--- BEGIN Material to process ---

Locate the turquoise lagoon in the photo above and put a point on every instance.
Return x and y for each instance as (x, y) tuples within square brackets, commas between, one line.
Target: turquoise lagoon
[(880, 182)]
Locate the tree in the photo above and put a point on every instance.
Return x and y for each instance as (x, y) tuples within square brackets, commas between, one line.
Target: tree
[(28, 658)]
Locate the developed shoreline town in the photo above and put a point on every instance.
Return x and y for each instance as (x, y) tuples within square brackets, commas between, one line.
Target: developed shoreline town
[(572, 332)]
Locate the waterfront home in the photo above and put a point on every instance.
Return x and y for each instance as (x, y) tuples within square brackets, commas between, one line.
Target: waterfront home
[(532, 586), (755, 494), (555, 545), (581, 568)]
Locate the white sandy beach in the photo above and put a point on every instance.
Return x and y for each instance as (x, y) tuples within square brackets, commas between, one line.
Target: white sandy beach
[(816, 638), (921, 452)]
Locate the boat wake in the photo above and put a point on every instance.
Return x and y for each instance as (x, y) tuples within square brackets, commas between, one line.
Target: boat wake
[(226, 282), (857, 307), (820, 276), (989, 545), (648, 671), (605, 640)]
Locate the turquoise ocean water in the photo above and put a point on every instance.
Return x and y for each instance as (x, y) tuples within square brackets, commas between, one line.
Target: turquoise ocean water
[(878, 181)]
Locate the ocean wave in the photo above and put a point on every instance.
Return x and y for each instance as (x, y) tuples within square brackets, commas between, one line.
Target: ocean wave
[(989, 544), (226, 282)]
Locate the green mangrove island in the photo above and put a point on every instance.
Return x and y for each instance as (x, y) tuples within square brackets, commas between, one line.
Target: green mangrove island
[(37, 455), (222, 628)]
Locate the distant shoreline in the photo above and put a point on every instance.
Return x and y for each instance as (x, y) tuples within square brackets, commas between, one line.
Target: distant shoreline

--- END Material to process ---

What is required:
Write out, as a numbered list, only the lines above that run from the one containing "Locate the tree" through the one containing "[(572, 332)]", including both of those lines. Leave out any blank lines.

Result of this task:
1. Locate the tree in the photo above and put a point on every instance.
2. Return x and y for each instance as (x, y) tuples within square brackets, commas between, one line.
3. Target: tree
4. [(28, 658)]
5. Locate the developed shoreline town in the photo above and put a point on every instance.
6. Return x and y for each instance as (x, y) tuples within square brackets, commas between, one line.
7. Target: developed shoreline town
8. [(572, 332)]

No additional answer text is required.